» PROVIDED RECORDS
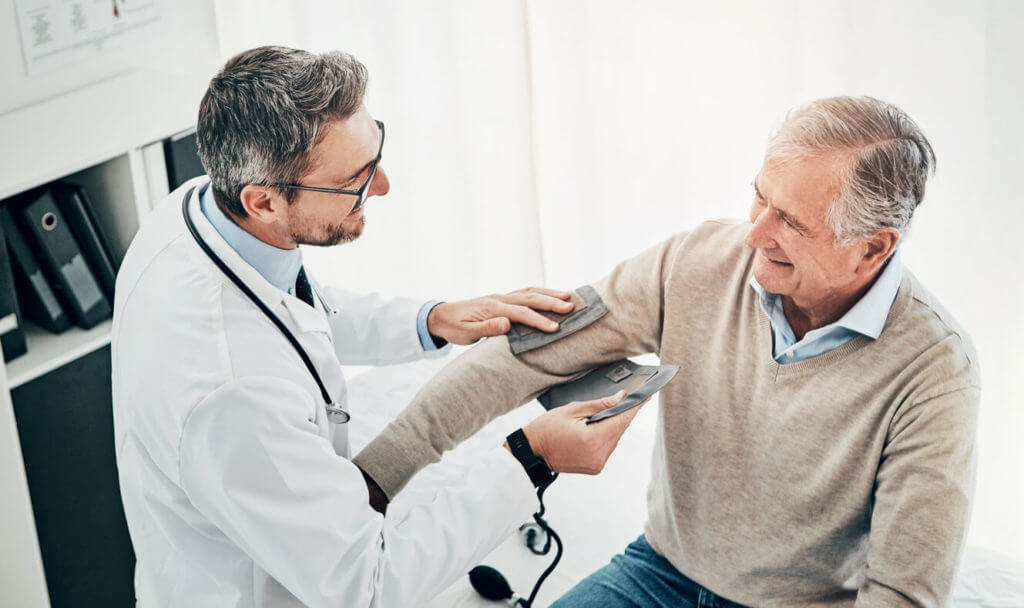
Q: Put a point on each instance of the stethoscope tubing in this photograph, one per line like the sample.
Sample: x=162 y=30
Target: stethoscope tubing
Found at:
x=336 y=414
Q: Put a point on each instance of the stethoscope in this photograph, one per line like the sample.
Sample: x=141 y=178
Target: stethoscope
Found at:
x=335 y=413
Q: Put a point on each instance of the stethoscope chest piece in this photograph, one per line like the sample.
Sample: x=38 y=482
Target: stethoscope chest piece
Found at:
x=338 y=415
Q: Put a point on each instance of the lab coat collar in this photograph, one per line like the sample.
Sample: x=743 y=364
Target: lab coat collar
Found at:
x=307 y=318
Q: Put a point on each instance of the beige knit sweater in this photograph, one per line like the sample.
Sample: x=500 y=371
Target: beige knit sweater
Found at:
x=842 y=479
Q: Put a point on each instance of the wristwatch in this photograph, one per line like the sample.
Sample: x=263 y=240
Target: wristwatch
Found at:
x=538 y=471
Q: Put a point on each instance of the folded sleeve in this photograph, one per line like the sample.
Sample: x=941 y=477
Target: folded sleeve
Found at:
x=922 y=503
x=488 y=381
x=254 y=465
x=376 y=330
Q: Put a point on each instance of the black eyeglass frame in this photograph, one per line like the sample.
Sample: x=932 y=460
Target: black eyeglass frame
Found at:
x=359 y=193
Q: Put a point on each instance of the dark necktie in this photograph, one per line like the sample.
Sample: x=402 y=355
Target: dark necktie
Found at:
x=302 y=290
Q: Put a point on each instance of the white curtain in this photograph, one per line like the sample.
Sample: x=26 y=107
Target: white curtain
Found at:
x=537 y=141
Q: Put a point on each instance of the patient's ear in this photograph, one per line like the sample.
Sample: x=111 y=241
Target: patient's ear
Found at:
x=878 y=248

» EXERCISE
Give the lines of the entries above exactly as they appear, leaving out each picture.

» RESULT
Q: Put a point on each instance of the stethoscope tubing in this photograph, one per line like the sample.
Sample: x=162 y=30
Target: stethoscope tubing
Found at:
x=336 y=414
Q: Put a point on each instance of the stethoscope in this photograph, one per line like the sample.
Sample: x=141 y=178
Target: stethoscope
Found at:
x=335 y=413
Q: Put a point on each instance of the stethoscope chest piece in this photograph, one per line like the sample.
Sample: x=38 y=482
Target: stethoscope chest piece
Found at:
x=338 y=415
Q: Put a point on each instance of the lab coat collar in this photograph, one per line like the sample.
Sample: x=743 y=364
Target: lab coat collar
Found at:
x=307 y=318
Q: Put a point on each instance of the beige knit sweater in this photograph, one per line like the sample.
Sample: x=500 y=371
Target: beige knit sweater
Found at:
x=842 y=479
Q: Put a point on each instance of the wristwatch in this photograph, one per line like the sample.
Sample: x=263 y=240
Target: wristwatch
Found at:
x=538 y=471
Q: Put a point on each instance of the folded sleeve in this photograph, one per line like the sample.
Sample: x=941 y=477
Target: folded sleeve
Found at:
x=922 y=503
x=488 y=381
x=254 y=465
x=376 y=330
Q: Put a point on each instance of the black eyeglass frame in this photograph, one per line like the sample.
Sample: x=932 y=460
Target: black eyeglass frame
Found at:
x=359 y=193
Q: Put a point on each instance of the dark necktie in this photograph, one per line like the sample.
Sample: x=402 y=355
Target: dark necktie
Found at:
x=302 y=290
Q: Put a point on each instance of the white curtain in this photograph, one per line like the sample.
Sample: x=26 y=107
Target: white curtain
Found at:
x=537 y=141
Q: Put a point on each instance of the patient's ear in this photograph, one per line like the sample.
Sample: x=111 y=241
Target: patient's ear
Found at:
x=878 y=248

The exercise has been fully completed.